Write the next part of the numbered handover method claims, starting after claim 7.
─── EXCERPTED PASSAGE
1. A handover method comprising:

determining, by a user-device, a best serving base station within a first cell of a mobile network, wherein the best serving base station is a first base station;

requesting, by the user-device, a connection with the first base station in the first cell of the mobile network;

after relocating to a second cell of the mobile network, maintaining the connection with the first base station in the first cell by skipping an act of determining a new best serving base station within the second cell, wherein the user-device is closer to a second base station in the second cell than the first base station in the first cell;

after relocating to a third cell of the mobile network, determining, by the user-device, the new best serving base station within the third cell of the mobile network, wherein the new best serving base station within the third cell is a third base station; and

requesting a new connection to the third base station within the third

cell.

2. The method of claim 1 , wherein the user-device alternates between performing an act of attempting to connect with its determined best serving base station and skipping the act of attempting to connect with its best serving base station as the user-device traverses cells within the mobile network.

3. The method of claim 1 , further comprising responsive to skipping the act of determining the new best serving base station within the second cell, performing an interference cancellation routine to compensate for interference from the second base station within the second cell of the mobile network.

4. The method of claim 1 , further comprising detecting a speed of the user-device, wherein the act of skipping a determination of the new best serving base station is triggered by the detected speed of the user-device.

5. The method of claim 4, wherein for a defined threshold value, the act of skipping a determination of the new best serving base station within the second cell is triggered by the detected speed being greater than the defined threshold value.

6. The method of claim 1 , further comprising determining a current base station intensity, wherein the act of skipping a determination of the new best serving base station is triggered by at least the determined base station intensity.

7. The method of claim 6, wherein for a defined threshold value, the act of skipping a determination of the new best serving base station within the second cell is triggered by the base station intensity being greater than the defined threshold value.
──────
─── SUPPLIED RECORDS
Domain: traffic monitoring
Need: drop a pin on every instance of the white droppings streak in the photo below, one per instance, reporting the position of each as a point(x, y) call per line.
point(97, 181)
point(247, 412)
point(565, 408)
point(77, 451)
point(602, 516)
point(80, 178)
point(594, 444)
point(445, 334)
──────
» **WRITTEN RESPONSE**:
8. The method of claim 1 , wherein the mobile network comprises a cellular network.

9. The method of claim 1 , wherein the mobile network comprises a wireless local area network.

10. An apparatus comprising:

a processor;

a transceiver configured to communicate with a mobile network; and a communication link handover routine executed by the processor to:

establish a connection with a best serving base station in a first cell of

the mobile network, wherein the best serving base station in the first cell is a first base station;

after relocating to a second cell of the mobile network, maintain the connection with the first base station in the first cell by skipping connecting with a best serving base station in the second cell; and

after relocating to a third cell of the mobile network, establish a connection to a best serving base station in the third cell of the mobile network.

11. The apparatus of claim 10, wherein the apparatus alternates between establishing a connection with best serving base station and skipping establishing the connection with the best serving base station as the user-device travels across cells within the mobile network.

12. The apparatus of claim 10, wherein the communication link handover routine is programmed to determine a current base station intensity, wherein the act of skipping connecting with the best serving base station in the second cell is triggered by at least the determined base station intensity, wherein for a defined threshold value, the act of skipping a connecting with the best serving base station in the second cell is triggered by the base station intensity being greater than the defined threshold value.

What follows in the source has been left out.